• SOURCE TEXT
# Finding a lathe



## CnB (Jul 25, 2013)

I'm trying to get into woodturning, and I want to get the most for my money. I'm thinking of buying used, because then I should be able to get a nicer machine for the same or a little more money than I'd spend at Harbor Freight. I'm located in Northern NJ, but I'm not opposed to traveling. Does anybody know where to find a lathe, or have one they're personally trying to get rid of?

I'd kind of like one where you turn the cranks to position the tool, but I'm not opposed to using a chisel and a tool rest.


----------



## Wildwood (Jul 22, 2012)

A used Vega copying lathe would be nice if can find an individual selling one. Have seen them on used wood lathe sites go for $800 to $2,000.

Old iron non-copying lathes lot cheaper $125 to $1,000. Can always add a used Vega duplicator later.

Bunch of folks will tell you to check out Craig's List. Have to go to TOOLS THREAD, and do SEARCH for wood lathes. Can also check other cities & states too!

http://newjersey.craigslist.org/search/tla?query=wood+lathe&zoomToPosting=&srchType=A&minAsk=&maxAsk=


----------



## John1 (Aug 3, 2008)

I have a friend who is selling her husband's Delta 46-700 vari-speed lathe. She's wants $350. The best I can figure is it was probably around $700 new. Light rust on the bed from non-use. She's on Long Island. There is a photo posted on the classified page.
You can send me a PM if this interests you.
John


----------



## Wildwood (Jul 22, 2012)

John, lady is asking too much for that Delta 46-700 wood lathe. I bought one of the bad models, paid to have reeves drive removed, new bearings after using several years sits in corner of my shop. Reliability of 46-700 lathes hit or miss people that remember them on turning message boards would recomend passing or offer no more than $50 to $75 for one.

Here is a much better lathe for the money:
http://newjersey.craigslist.org/tls/3906776585.html

These would be okay. 
http://hudsonvalley.craigslist.org/tls/3937549076.html
http://hudsonvalley.craigslist.org/tls/3948061855.html


----------



## CnB (Jul 25, 2013)

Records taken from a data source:
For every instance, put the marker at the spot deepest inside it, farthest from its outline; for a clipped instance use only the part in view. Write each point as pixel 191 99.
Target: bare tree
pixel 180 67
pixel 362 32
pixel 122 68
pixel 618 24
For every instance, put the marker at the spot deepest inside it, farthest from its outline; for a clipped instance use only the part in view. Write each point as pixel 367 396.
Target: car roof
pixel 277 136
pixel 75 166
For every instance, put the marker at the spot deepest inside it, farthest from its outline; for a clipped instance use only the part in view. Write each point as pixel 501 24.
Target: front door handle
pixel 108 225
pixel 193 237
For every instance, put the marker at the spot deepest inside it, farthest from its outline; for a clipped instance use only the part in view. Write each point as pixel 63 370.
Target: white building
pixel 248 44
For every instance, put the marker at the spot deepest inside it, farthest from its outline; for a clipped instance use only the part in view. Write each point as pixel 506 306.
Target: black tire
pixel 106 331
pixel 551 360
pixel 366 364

• TASKS TO COMPLETE
- 1) Write out the lathe thread from "I have a friend" up to and including "this interests you.".
- 2) In the lathe thread, how much is being asked for the Delta 46-700 vari-speed lathe?
- 3) Carry on the lathe thread from the point where it stops.
The rows have no role in any of this.

• EXPECTED ANSWERS
- 1)
I have a friend who is selling her husband's Delta 46-700 vari-speed lathe. She's wants $350. The best I can figure is it was probably around $700 new. Light rust on the bed from non-use. She's on Long Island. There is a photo posted on the classified page.
You can send me a PM if this interests you.

- 2) $350.

- 3)
Thanks for the tips! I sent a message to the person selling that first lathe you linked Wildwood. We'll see how they respond.


----------



## PurpLev (May 30, 2008)

there was/is a delta 46-700 posted here in Boston for $200… just to get a perspective on sale value. those reeves drives however are known to be finicky.

you mentioned you want one with cranks that position the tool - are you sure you are not referring to metal lathes?

I can't see a reason to want to get into wood turning and NOT be using a chisel and a tool rest… isn't that what it's all about? the freedom to create?


----------



## CnB (Jul 25, 2013)

I guess machinist's lathes are the ones with the cranks. I figured that way there was nothing stopping me from adding a tool rest and using chisels but that I'd also gain the ability to do precision work


----------



## REO (Sep 20, 2012)

you are not far off the mark with your thouhghts


----------



## PurpLev (May 30, 2008)

I have a metal lathe, and unless you intend to use this for mass producing identical parts a wood lathe is far superior for the following reasons:

1. speeds - the wood lathe spindle is simpler, and designed to run at a higher RPM than a metal lathe giving better finishing cuts on wood (especially smaller spindles)
2. maintenance - a metal lathe requires much more maintenance as the carriage runs on the ways, and there are gears in the carriage and headstock - all require periodical lubing, cleaning, and TLC - wood dust and chips getting into any of those is not ideal to say the least, the metal lathe ways needs to be lubricated, and this can attract and catch wood dust and chips as well.
3. adaptive - the metal lathe has the carriage between headstock and tailstock meaning , that whatever toolrest you design to fit on it might have limitations on positioning because of that.

while you can turn wood on a metal lathe, I actually ended up opting to get a dedicated lathe for wood and leave the metal one for - err…. metal.


----------



## CnB (Jul 25, 2013)

That video was mesmerizing, REO thanks for sending it.

PurpLev, 
I'd really only be doing one-off parts, and given the problems with metal lathes for wood and the fact that they're very expensive I'll just get a regular wood lathe. Thank you for all the help.


----------



## Dakkar (Feb 14, 2013)

Check around and see if you've got a local turner's club. These guys can be helpful in choosing one and often know of guys upgrading and selling their old one or something. Whether or not, hooking up with a club will help minimize mistakes and accelerate the learning curve once you get started.


----------



## Wildwood (Jul 22, 2012)

Turners wanting to do ornamental turning and threading on a wood lathe have bought compound slide table and tool holder. While have seen pictures of different set ups far above my abilities.

Old ornamental lathes very precise & expensive and without knowledge just mangle wood.

I have turned on an old Vega copy lathe and can turn out a lot of spindles pretty quick. Felt more like a machine operator than tuner.

Old iron US made wood lathe like this one;
http://newjersey.craigslist.org/tls/3906776585.html

Better value than many new Asian mini lathes.

This craftsman lathe made by Palmgren cannot find parts for.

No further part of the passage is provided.